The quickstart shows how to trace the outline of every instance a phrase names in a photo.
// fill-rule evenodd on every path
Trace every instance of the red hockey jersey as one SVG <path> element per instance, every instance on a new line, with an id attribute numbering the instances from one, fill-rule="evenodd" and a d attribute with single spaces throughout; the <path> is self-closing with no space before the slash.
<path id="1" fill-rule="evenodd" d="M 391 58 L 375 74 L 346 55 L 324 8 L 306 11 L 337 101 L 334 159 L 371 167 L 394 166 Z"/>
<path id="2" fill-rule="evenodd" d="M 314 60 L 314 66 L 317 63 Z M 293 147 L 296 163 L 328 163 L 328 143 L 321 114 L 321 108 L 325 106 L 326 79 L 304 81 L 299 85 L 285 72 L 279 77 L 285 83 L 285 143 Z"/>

TASK ITEM
Print every entry from the material exactly.

TASK SOLUTION
The quickstart shows how to trace the outline of every instance a phrase names in a photo.
// fill-rule evenodd on every path
Trace every instance of the red hockey jersey as one SVG <path> element per instance, every instance on a new line, with an id attribute numbering the instances from one, fill-rule="evenodd" and a d attribute with single spaces throughout; the <path> is self-closing with no space before the slash.
<path id="1" fill-rule="evenodd" d="M 391 58 L 375 74 L 346 55 L 324 8 L 306 11 L 337 101 L 334 159 L 371 167 L 394 166 Z"/>
<path id="2" fill-rule="evenodd" d="M 314 60 L 314 66 L 317 63 Z M 293 147 L 296 163 L 328 163 L 328 143 L 321 114 L 321 108 L 325 106 L 326 79 L 304 81 L 299 85 L 285 72 L 279 77 L 285 83 L 285 143 Z"/>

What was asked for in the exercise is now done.